Data extracted from a collection

######

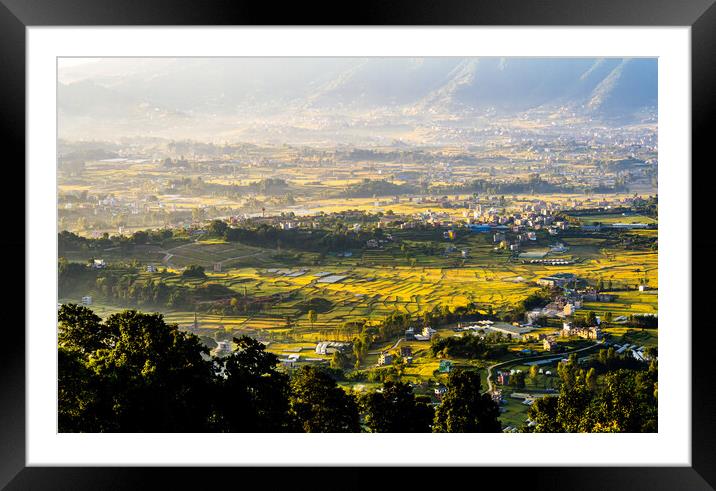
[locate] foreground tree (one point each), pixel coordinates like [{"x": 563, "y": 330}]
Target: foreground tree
[
  {"x": 396, "y": 410},
  {"x": 464, "y": 408},
  {"x": 625, "y": 401},
  {"x": 132, "y": 373},
  {"x": 320, "y": 406},
  {"x": 252, "y": 396}
]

######

_Assigned task_. Repeat each record verbatim, pictures excluded.

_Task answer_.
[locate] foreground tree (one point each), pixel coordinates like [{"x": 563, "y": 330}]
Target: foreground tree
[
  {"x": 396, "y": 410},
  {"x": 464, "y": 408},
  {"x": 625, "y": 401},
  {"x": 132, "y": 373},
  {"x": 320, "y": 406},
  {"x": 252, "y": 396}
]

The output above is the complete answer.